Text block:
--- START ---

For several weeks now, churchgoers — and journalists — have been waiting to see what would happen at Easter, Passover and Ramadan.wisely,

We don’t have all the answers, yet. But it’s clear that in the overwhelming majority of cases, Christians in North America and around the world will be observing Holy Week and Easter at home, watching small teams of clergy and musicians celebrate the holiest rites of the Christian year while striving to follow the fine details of “shelter in place” orders.

In my own church — Eastern Orthodoxy — we will celebrate Pascha a week after Western Easter. Clergy in the Diocese of the South (Orthodox Church in America) just learned that our Archbishop Alexander has (I believe) set strict standards (.pdf here) for his parishes all across the Sunbelt. People will stay home through it all — Holy Week and Pascha — watching five-person teams of clergy and chanters do as many of the long, ancient rites as they can. Click here for Rod Dreher’s poignant post on that, which includes:

Did you know that the Church of the Holy Sepulcher in Jerusalem, the one built over the site where Jesus died, was buried, and was resurrected, has been closed for the first time since … the Black Plague, in the 14th century? The right way to see this is that we Orthodox Christians are being asked to make an absolutely extraordinary sacrifice for the life of the world — so that this plague which has killed, and will kill, so many, and will have reduced so many to poverty, can be defeated. As the old-school Catholics like to say about sacrifice, we should, “offer it up” as an extreme sharing of Christ’s passion. We will know in a way we never have the meaning of the crucified Jesus’s words, “My God, my God, why have you forsaken me?”

All of that loomed in the background as “Crossroads” host Todd Wilken and I recorded this week’s podcast (click here to tune that in).

For the most part, we tried to look past that story and down the road at the long-term legal implications of other religion-beat headlines caused by the coronavirus crisis.

I am referring to the small number of evangelical Protestants who have been rebelling against government orders to “shelter in place.” Julia Duin and I wrote about the coverage of some of these cases here (“About Rodney Howard-Browne and what happens to Easter, Passover and the hajj during a plague“) and then here (“All megachurches are not alike: NYTimes noted Howard-Browne arrest, but didn't leave it at that“).

What happens if — as some are planning — clashes between a few churches and state officials end up in court?

--- END ---

Exercise requirements: According to the piece on Holy Week during the coronavirus crisis, how many people will make up the teams of clergy and chanters in the Diocese of the South?

Data shown:
--- START ---

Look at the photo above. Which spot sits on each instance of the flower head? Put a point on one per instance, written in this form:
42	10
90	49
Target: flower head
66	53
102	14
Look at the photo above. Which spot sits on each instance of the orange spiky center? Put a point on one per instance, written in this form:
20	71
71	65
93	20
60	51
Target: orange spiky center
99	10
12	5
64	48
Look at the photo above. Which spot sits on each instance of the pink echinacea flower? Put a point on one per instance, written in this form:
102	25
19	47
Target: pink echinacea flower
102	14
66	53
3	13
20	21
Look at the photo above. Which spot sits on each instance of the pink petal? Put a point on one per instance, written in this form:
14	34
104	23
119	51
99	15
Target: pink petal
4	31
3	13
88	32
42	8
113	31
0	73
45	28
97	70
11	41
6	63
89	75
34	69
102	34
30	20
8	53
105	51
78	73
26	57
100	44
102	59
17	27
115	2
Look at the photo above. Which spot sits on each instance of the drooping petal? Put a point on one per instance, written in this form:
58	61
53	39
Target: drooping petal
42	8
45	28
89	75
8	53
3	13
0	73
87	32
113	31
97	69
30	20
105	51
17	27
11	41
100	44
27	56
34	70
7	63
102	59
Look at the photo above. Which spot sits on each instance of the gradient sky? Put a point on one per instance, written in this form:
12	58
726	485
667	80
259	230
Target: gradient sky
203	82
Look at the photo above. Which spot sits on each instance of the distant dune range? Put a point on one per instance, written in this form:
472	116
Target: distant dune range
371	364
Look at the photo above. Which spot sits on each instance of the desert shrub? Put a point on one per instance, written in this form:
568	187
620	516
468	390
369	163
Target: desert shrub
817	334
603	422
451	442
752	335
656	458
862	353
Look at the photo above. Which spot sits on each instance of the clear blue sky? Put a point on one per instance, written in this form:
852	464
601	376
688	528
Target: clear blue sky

--- END ---

Answer section: Five people.